The request: Please reproduce, word for word, the passage of the article on the album Until We're Dead that begins with the words containing "Star Fucking Hipsters chronology" and ends with "Fat Wreck Chords.".

Selected text:
:::::
Studio album by Star Fucking Hipsters
- Released: September 30, 2008
- Recorded: 2008
- Genre: ska-punk, anarcho-punk
- Length: 45:00
- Label: Fat Wreck Chords
- Producer: Sturgeon F. Hipster, Fat Mike

Star Fucking Hipsters chronology
|  | Until We're Dead (2008) | Never Rest in Peace (2009) |

= Until We're Dead =

Until We're Dead is the debut studio album by ska-punk/anarcho-punk band Star Fucking Hipsters. It was released in 2008 on Fat Wreck Chords.

==Background==
Leftöver Crack vocalist Stza and drummer Brandon Chevalier-Kolling were the original creators of the punk rock supergroup Star Fucking Hipsters. The band went on hiatus following Brandon’s untimely death. Stza eventually reunited with another former Leftöver Crack member, drummer Ara Babajian, along with friend Frank Piegaro of The Degenerics to reform the group. With the addition of female vocalist Nico de Gaillo of Another Dying Democracy and bassist Yula Beeri of World Inferno Friendship Society they crafted their full-length album in early 2008. According to Stza, the album was to be originally titled "Allergic To People". The album was recorded and mixed by Ryan Jones at The Wild Arctic in Queens, NY and additionally mixed by Stza and Jamie McMann at Motor Studios in San Francisco, California during the early half of June that year. It was eventually released by independent record label Fat Wreck Chords on September 30, 2008.
:::::
Data supplied:

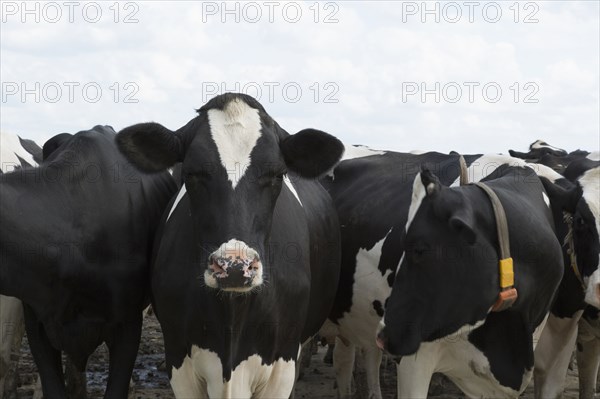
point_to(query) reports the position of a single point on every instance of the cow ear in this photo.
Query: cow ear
(311, 153)
(151, 147)
(54, 143)
(430, 181)
(462, 224)
(561, 199)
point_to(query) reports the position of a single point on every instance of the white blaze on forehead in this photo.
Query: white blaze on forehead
(543, 144)
(235, 130)
(487, 164)
(594, 156)
(590, 185)
(180, 195)
(289, 185)
(10, 151)
(418, 194)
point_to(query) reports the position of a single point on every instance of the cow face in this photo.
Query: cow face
(583, 203)
(447, 277)
(235, 160)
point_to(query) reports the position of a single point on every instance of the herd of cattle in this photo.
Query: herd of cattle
(248, 241)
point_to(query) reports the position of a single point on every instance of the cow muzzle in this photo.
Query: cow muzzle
(235, 266)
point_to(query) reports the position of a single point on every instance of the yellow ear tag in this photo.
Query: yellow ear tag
(507, 275)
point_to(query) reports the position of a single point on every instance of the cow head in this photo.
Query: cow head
(235, 159)
(582, 202)
(447, 277)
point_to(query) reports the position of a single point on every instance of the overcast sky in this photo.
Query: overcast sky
(466, 76)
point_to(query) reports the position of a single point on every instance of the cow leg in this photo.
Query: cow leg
(47, 358)
(414, 374)
(588, 358)
(343, 364)
(12, 329)
(372, 357)
(123, 348)
(552, 355)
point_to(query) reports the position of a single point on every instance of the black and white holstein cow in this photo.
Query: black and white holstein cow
(576, 208)
(372, 192)
(247, 261)
(15, 154)
(76, 239)
(442, 315)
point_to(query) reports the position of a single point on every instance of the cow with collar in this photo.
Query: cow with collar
(16, 153)
(247, 260)
(372, 191)
(76, 239)
(448, 311)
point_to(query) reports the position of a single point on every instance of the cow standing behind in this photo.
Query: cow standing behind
(439, 316)
(15, 154)
(576, 199)
(372, 193)
(247, 261)
(75, 239)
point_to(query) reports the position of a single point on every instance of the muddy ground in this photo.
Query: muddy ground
(318, 381)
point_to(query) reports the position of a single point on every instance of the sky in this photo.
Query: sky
(468, 76)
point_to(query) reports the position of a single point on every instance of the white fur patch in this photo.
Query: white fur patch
(10, 147)
(359, 325)
(201, 376)
(488, 163)
(458, 359)
(289, 185)
(590, 184)
(180, 194)
(235, 131)
(594, 156)
(546, 199)
(418, 194)
(542, 144)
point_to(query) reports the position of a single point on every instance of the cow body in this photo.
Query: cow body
(438, 315)
(81, 273)
(248, 256)
(15, 154)
(372, 191)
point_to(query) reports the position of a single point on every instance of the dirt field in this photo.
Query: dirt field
(318, 381)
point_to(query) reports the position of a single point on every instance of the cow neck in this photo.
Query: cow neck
(508, 293)
(568, 218)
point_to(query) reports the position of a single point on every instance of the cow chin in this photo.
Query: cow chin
(592, 295)
(234, 267)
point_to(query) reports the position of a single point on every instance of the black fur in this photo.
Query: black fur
(151, 147)
(311, 152)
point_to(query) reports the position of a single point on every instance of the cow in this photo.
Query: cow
(553, 157)
(76, 239)
(579, 205)
(372, 191)
(247, 260)
(15, 153)
(448, 311)
(588, 352)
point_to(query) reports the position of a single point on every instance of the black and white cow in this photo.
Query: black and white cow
(15, 154)
(581, 284)
(247, 262)
(76, 240)
(439, 316)
(372, 192)
(553, 157)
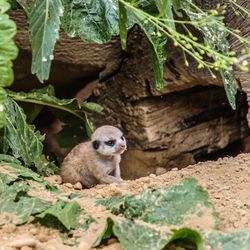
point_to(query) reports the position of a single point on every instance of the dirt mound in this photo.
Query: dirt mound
(226, 180)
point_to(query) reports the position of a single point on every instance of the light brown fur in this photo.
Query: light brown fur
(89, 165)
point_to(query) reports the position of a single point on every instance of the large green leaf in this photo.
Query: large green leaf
(24, 142)
(95, 21)
(61, 214)
(46, 96)
(165, 9)
(134, 235)
(70, 111)
(3, 98)
(8, 50)
(170, 205)
(44, 24)
(15, 204)
(123, 24)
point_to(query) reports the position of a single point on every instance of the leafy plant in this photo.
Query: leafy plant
(159, 206)
(99, 21)
(8, 52)
(133, 228)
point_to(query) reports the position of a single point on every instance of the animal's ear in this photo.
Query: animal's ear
(96, 144)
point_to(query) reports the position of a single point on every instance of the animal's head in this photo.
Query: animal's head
(108, 140)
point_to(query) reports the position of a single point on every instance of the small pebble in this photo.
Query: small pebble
(160, 171)
(69, 185)
(78, 186)
(33, 230)
(174, 169)
(26, 248)
(112, 241)
(41, 237)
(9, 228)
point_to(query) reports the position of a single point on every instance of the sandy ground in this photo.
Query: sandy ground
(227, 181)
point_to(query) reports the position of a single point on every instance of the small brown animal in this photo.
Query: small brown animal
(96, 161)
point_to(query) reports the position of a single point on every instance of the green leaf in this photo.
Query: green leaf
(122, 25)
(165, 9)
(95, 21)
(8, 50)
(215, 36)
(15, 205)
(44, 24)
(88, 219)
(63, 215)
(230, 86)
(3, 98)
(92, 107)
(169, 205)
(24, 142)
(228, 241)
(26, 4)
(106, 233)
(157, 45)
(46, 96)
(134, 235)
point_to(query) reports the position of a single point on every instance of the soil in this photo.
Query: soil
(226, 180)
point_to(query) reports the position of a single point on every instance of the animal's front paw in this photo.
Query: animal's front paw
(119, 180)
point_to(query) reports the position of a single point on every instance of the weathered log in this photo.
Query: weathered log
(164, 129)
(173, 130)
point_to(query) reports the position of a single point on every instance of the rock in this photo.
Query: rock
(78, 186)
(160, 171)
(69, 185)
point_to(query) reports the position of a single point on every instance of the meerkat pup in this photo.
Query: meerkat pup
(96, 161)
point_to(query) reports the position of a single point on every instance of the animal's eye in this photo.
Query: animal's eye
(110, 143)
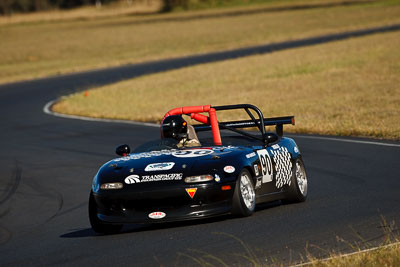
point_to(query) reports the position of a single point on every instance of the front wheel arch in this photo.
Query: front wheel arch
(244, 197)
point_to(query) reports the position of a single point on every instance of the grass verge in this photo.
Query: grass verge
(349, 87)
(39, 48)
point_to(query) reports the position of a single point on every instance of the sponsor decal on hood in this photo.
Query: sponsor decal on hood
(157, 215)
(163, 166)
(132, 179)
(191, 191)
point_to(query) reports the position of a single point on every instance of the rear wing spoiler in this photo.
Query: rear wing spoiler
(211, 123)
(277, 121)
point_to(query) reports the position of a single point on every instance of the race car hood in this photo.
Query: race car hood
(168, 164)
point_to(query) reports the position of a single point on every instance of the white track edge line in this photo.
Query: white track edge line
(349, 254)
(46, 109)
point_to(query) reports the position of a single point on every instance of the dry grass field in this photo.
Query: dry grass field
(349, 87)
(38, 48)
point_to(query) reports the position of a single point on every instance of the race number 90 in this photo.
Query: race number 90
(266, 165)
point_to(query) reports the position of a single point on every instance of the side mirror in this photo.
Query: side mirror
(123, 150)
(270, 138)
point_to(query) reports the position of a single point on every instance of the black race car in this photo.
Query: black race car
(184, 177)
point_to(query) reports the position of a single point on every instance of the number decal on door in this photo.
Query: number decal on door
(266, 165)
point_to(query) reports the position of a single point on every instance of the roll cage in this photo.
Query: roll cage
(211, 122)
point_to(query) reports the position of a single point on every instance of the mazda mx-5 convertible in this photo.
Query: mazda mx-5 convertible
(195, 171)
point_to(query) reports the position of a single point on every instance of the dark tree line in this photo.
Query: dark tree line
(12, 6)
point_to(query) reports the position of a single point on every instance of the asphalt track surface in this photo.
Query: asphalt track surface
(47, 164)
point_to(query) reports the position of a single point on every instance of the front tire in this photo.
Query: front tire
(98, 225)
(298, 188)
(244, 197)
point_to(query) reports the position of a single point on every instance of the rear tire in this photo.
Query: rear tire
(244, 197)
(98, 225)
(298, 188)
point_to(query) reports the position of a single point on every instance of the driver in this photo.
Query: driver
(174, 126)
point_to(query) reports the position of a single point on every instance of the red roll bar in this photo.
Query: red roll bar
(193, 112)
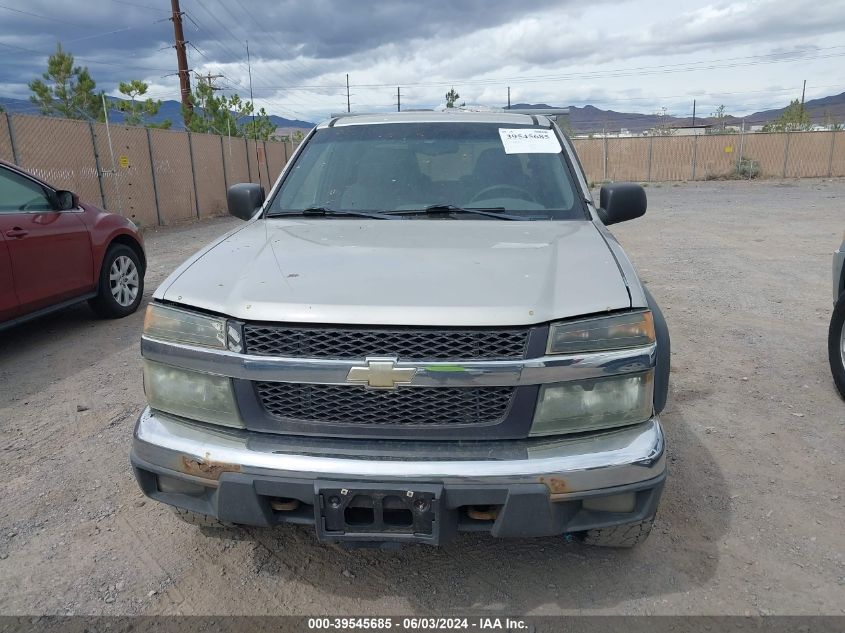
:::::
Answer to the task:
Star Fucking Hipsters chronology
|  | Until We're Dead (2008) | Never Rest in Peace (2009) |

= Until We're Dead =

Until We're Dead is the debut studio album by ska-punk/anarcho-punk band Star Fucking Hipsters. It was released in 2008 on Fat Wreck Chords.